[What to produce] Rewrite every entry below with each instance of "bounding box" swapped for "enclosing rectangle" and nothing else altered. Omit the pictures from your version.

* Begin Given records *

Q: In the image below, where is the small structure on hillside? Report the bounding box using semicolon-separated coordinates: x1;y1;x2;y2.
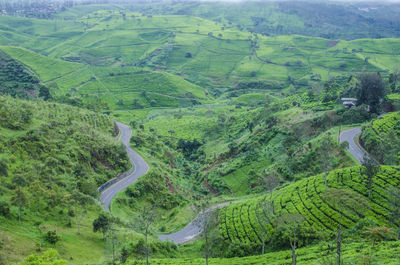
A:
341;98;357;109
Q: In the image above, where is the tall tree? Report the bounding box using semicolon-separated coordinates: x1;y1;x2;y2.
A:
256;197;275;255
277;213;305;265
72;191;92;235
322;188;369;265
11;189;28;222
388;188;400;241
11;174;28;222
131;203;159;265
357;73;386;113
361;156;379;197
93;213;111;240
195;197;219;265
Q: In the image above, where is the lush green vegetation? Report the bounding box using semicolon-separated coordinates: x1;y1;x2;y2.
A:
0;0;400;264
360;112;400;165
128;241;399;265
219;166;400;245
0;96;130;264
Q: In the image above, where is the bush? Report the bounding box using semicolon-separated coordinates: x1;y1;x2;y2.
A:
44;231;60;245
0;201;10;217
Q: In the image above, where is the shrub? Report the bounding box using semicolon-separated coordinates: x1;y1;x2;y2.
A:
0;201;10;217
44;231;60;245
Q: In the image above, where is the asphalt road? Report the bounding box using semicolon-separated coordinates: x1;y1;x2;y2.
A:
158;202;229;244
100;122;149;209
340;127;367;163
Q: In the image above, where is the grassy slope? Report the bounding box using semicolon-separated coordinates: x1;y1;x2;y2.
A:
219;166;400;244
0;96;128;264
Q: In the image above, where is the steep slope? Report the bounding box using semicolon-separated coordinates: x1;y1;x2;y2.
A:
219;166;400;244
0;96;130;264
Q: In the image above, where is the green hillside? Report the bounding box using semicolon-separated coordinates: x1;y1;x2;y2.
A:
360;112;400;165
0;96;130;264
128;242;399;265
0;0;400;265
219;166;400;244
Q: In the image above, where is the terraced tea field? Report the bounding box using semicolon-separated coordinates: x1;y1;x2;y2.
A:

* End Given records *

[Solution to the problem]
Q: In the image below, where is the small structure on hillside? Report the enclosing rectangle using semicolon-separated coordinates: x1;y1;x2;y2.
A:
341;98;357;109
Q: In the image above, where is the tall tree? Report the enclosing rectangle using semicolon-separated coordinates: x1;y1;x2;y2.
A:
256;197;275;255
277;213;305;265
72;191;92;235
322;188;369;265
11;189;28;222
388;188;400;241
11;174;28;222
131;203;159;265
357;73;386;113
361;156;379;197
93;213;111;240
195;197;219;265
Q: In the image above, where is the lush green vegetation? Report the enclosing rectangle using semicolon-separated coordinates: x1;y1;x2;y2.
A:
0;0;400;264
360;112;400;165
128;241;399;265
219;166;400;245
0;96;130;264
Q: In the image above, where is the bush? Report the enclosing rectangle using semicolon-separated coordinates: x1;y1;x2;y2.
A:
44;231;60;245
0;201;10;217
Q: In the image above, where is the shrub? Report the enclosing rectangle using semicolon-separated coordinates: x1;y1;x2;y2.
A:
0;201;10;217
44;231;60;245
Q: In the image above, where is the asphalt road? Report the enclosing rectangle using semicolon-separated coordinates: x1;y1;x2;y2.
A:
158;202;229;244
100;122;149;209
340;127;367;163
Q: In the image above, where is the grassy slope? Report the enclosing rectangle using semicolon-separated coordinates: x1;y1;x2;y2.
A:
219;166;400;244
0;96;128;264
Q: In the image above, where is the steep slope? Report the enclosing rectangle using semicolon-separated coordinates: x1;y1;x2;y2.
A:
219;166;400;244
0;96;130;264
Q: In the image above, where is the green hillside? Report the enclosing rectangle using semicolon-separated coordinates: x1;y1;x2;y2.
A:
360;112;400;165
0;96;130;264
128;242;399;265
0;0;400;265
219;166;400;244
Q: In the image above, where is the terraced tea field? Report the enclosing rectangle using semicolon-separated coordinates: x1;y1;x2;y2.
A:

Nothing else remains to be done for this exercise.